Saturday, April 30, 2016

"the pull of poems," a class in phoenixville.

in march and april, i taught a class called the pull of poems through the chester county night school at the phoenixville middle school. a small group of just three students, the class and its quaint feel worked very well because of the subject being poetry and how there is just so darn much that can be said about it when reflecting on a certain topic or poem across a few different people and their inquisitive, observer-oriented brains.


the class went so swimmingly that we all decided to continue meeting informally.

we first explored symbolism and the meaning behind all of our first names. some of the other subjects we navigated through poetry were identity-exploring and childhood memories.

we also adventurously made our way through examining interviewing to create poetry content, in addition to cultivating moon poems, river poems, and most recently list poems.
* * *
Written tasks
1. Summarize the blog post about the poetry class in two sentences.
2. Answer these questions about the blog post on the poetry class:
(a) How many students were in the class?
(b) What did the class explore first?
(c) What kind of poems did the group cultivate most recently?
3. Extend the blog post about the poetry class by writing what comes after its final sentence.

Data section
* * *
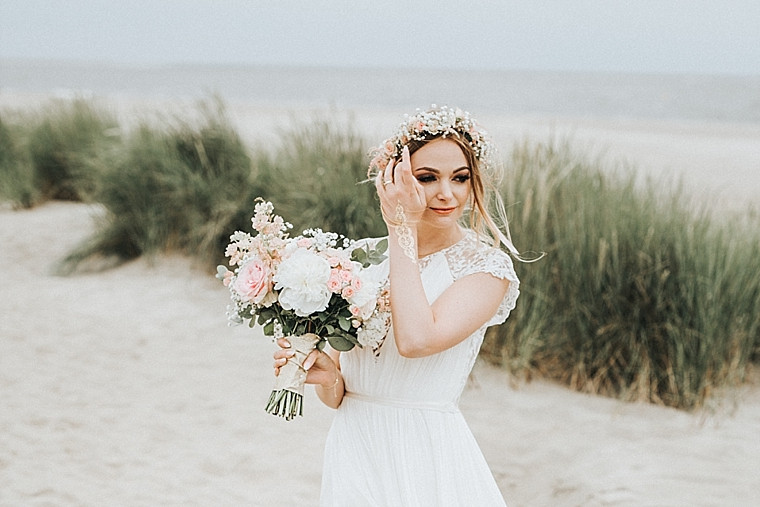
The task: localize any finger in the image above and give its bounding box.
* * *
Set of answers
1. In March and April, the writer taught a three-student class called "the pull of poems" through the Chester County Night School at the Phoenixville Middle School, and it went so well that the group decided to keep meeting informally. Through poetry, the class explored the symbolism and meaning of their first names, identity, childhood memories, and interviewing as a way to create content, and they wrote moon poems, river poems, and list poems.

2.
(a) Three.
(b) Symbolism and the meaning behind all of their first names.
(c) List poems.

3.
but during the class focusing on moon poems, we were fortunate enough to have a special guest who has a degree in creative writing and is also the vice chairman of the philadelphia unit of the herb society of america, holly cusumano. she is also an incredible encaustic artist, to describe her unique talent lightly. i interviewed her last year for an article about designing moon gardens. she shared a piece of her writing called "lunar landscape," which while written in full sentences, carried a lot of poetic snippets across and throughout its language. 





like the moon she admires so well, cusumano is pictured below, in a white sweater. it's nice to think of the moon wearing a white sweater, perhaps, in the tightly threaded look of its distant yet brightly illumined patches.





and while this poem below is not from the particular class above, but instead, the very first class we had, it's quite relevant to all of this moon-thinking talk, and i'm very grateful that this student didn't mind sharing it.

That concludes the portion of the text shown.